Il est l’œuvre d’un professeur de cinéma floridien
père de 2 enfants, le dénommé Sam Beam -
dissimulé sous le pseudonyme d’Iron & Wine donc.
Evacuant miraculeusement toutes les scories que son CV
pourrait laisser craindre (… prof… barbu… père de
famille… qui joue du folk… Quelqu’un veut une
verveine ?), Iron & Wine investit en même
temps qu’il renouvelle subtilement le
disque-de-coin-du-feu. Très convaincant dans le rôle
de celui qui pourrait être Nick Drake à la
place des Kings of Convenience (Naked as We
Came, sublime), Beam séduit d’abord par
son timbre de voix modeste et limité (dans un registre
finalement assez proche, on est loin de l’angélisme
d’un Elliott Smith), mais incroyablement
chaleureux, et nous plaçant d’emblée sur un terrain
de confiance.

_ _ _

= Énoncé 1 =
Relevez, dans les entrées ci-dessous, toutes les lignes qui contiennent le mot "speaker", et recopiez chacune d'elles en entier.

= Matériel fourni =
_ _ _

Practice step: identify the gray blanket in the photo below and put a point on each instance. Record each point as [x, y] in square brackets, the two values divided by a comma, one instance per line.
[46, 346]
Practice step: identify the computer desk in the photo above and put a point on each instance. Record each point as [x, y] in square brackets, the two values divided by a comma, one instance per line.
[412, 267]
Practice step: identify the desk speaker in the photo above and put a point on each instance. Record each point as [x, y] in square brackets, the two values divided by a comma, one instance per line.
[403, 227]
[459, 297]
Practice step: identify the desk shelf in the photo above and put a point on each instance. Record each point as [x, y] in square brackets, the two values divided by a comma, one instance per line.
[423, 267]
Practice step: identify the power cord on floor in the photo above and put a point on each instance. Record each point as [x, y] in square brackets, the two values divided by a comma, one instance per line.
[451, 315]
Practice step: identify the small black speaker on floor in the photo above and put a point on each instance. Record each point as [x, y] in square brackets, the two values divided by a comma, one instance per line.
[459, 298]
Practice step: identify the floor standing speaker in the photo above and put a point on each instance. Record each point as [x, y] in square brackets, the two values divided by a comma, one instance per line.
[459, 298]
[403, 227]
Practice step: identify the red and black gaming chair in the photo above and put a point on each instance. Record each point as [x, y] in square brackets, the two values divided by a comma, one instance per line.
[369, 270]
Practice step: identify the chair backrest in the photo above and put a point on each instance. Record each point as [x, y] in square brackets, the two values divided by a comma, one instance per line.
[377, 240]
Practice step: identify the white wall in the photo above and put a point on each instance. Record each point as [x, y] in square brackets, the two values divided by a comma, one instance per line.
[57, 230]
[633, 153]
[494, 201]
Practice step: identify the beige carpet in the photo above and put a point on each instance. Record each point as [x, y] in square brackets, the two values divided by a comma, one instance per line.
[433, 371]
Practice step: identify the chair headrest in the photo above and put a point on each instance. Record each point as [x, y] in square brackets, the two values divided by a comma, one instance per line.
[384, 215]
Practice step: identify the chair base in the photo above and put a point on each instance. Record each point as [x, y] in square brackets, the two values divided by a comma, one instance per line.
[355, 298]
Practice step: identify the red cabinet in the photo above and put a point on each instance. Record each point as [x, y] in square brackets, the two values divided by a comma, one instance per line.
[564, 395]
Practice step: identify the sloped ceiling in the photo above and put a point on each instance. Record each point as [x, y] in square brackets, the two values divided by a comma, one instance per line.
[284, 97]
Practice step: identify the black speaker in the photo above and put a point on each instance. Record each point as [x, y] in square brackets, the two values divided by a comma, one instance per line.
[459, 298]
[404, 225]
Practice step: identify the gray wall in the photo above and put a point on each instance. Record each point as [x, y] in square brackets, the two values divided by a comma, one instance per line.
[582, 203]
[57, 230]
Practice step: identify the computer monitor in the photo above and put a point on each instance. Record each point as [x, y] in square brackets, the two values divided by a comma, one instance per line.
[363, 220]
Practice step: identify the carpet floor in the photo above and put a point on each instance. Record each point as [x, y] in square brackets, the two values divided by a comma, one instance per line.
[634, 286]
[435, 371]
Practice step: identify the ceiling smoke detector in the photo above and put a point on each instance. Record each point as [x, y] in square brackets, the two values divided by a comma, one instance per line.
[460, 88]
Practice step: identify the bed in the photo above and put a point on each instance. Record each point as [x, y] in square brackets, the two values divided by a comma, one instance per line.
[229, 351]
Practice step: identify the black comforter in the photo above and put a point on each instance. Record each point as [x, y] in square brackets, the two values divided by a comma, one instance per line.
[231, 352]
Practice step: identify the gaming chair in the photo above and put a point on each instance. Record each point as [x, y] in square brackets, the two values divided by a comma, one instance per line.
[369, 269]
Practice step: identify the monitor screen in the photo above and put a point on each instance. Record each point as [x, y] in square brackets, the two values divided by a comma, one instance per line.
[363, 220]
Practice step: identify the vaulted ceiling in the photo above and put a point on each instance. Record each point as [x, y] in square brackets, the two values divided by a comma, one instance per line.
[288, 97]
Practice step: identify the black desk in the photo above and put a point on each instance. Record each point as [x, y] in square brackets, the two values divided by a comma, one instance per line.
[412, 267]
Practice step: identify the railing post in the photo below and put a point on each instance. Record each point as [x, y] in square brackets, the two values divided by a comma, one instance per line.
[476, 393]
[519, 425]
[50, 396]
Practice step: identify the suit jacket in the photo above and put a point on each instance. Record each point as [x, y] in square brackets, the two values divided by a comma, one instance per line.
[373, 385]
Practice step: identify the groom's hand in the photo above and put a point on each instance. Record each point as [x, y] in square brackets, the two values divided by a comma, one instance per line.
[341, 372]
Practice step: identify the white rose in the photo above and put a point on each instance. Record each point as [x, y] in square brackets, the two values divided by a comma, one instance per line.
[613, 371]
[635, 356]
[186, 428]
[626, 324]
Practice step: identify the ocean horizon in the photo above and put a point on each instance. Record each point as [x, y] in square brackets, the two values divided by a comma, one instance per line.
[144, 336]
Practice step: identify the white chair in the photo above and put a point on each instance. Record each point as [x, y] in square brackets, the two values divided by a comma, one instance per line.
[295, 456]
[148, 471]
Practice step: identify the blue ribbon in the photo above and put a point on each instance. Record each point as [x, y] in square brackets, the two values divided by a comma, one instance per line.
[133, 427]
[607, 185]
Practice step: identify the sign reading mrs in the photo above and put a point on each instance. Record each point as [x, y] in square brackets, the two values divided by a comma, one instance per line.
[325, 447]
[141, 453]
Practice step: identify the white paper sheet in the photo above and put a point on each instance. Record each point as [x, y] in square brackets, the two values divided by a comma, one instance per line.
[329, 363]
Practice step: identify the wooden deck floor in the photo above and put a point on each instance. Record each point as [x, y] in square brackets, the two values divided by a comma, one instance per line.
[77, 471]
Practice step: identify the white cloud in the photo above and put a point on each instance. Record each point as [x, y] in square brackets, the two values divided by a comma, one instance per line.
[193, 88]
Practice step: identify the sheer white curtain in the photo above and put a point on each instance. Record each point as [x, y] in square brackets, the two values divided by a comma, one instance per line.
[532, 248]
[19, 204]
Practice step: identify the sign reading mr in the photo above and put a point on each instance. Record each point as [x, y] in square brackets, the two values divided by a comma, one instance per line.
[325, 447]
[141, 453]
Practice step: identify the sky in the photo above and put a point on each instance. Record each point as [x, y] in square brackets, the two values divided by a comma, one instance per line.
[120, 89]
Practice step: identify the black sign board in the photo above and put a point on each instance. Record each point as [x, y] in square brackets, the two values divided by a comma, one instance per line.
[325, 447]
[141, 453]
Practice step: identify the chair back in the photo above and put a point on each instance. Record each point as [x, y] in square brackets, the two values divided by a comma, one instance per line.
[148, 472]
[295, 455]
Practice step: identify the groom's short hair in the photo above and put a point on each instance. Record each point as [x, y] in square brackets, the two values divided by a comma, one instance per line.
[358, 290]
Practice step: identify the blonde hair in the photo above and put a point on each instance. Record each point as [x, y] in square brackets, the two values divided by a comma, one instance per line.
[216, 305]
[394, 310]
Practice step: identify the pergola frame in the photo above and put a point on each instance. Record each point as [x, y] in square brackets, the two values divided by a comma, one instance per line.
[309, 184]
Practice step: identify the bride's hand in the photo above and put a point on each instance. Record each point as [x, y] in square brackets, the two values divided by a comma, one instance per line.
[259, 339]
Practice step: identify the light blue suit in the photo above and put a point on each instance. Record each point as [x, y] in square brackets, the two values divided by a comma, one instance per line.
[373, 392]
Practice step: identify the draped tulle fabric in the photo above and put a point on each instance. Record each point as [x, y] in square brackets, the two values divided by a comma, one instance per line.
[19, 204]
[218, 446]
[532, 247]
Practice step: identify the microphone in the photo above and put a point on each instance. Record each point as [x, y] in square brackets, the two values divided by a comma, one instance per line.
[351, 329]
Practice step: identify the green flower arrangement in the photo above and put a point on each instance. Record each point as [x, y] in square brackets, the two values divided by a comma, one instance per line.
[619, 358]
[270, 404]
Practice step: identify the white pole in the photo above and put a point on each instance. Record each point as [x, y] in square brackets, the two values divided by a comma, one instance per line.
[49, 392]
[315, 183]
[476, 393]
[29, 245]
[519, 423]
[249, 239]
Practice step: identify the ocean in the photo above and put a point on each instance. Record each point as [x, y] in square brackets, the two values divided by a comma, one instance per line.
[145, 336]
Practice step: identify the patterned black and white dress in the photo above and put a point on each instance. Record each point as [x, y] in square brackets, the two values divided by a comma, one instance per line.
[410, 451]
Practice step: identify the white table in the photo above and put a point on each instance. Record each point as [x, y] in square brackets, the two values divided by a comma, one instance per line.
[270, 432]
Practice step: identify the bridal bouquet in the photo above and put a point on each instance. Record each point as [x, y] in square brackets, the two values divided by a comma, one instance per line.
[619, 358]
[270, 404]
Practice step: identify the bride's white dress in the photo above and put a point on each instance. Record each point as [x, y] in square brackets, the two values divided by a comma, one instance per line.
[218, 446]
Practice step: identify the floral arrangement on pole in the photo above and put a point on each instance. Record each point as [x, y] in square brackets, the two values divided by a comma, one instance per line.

_ _ _

= Énoncé 2 =
Transcrivez sans aucune modification le passage de la critique sur Iron & Wine qui commence par "Evacuant miraculeusement toutes" et se poursuit jusqu'à "de confiance.".

= Corrigé détaillé 1 =
Practice step: identify the desk speaker in the photo above and put a point on each instance. Record each point as [x, y] in square brackets, the two values divided by a comma, one instance per line.
Practice step: identify the small black speaker on floor in the photo above and put a point on each instance. Record each point as [x, y] in square brackets, the two values divided by a comma, one instance per line.
Practice step: identify the floor standing speaker in the photo above and put a point on each instance. Record each point as [x, y] in square brackets, the two values divided by a comma, one instance per line.
Practice step: identify the black speaker in the photo above and put a point on each instance. Record each point as [x, y] in square brackets, the two values divided by a comma, one instance per line.

= Corrigé détaillé 2 =
Evacuant miraculeusement toutes les scories que son CV
pourrait laisser craindre (… prof… barbu… père de
famille… qui joue du folk… Quelqu’un veut une
verveine ?), Iron & Wine investit en même
temps qu’il renouvelle subtilement le
disque-de-coin-du-feu. Très convaincant dans le rôle
de celui qui pourrait être Nick Drake à la
place des Kings of Convenience (Naked as We
Came, sublime), Beam séduit d’abord par
son timbre de voix modeste et limité (dans un registre
finalement assez proche, on est loin de l’angélisme
d’un Elliott Smith), mais incroyablement
chaleureux, et nous plaçant d’emblée sur un terrain
de confiance.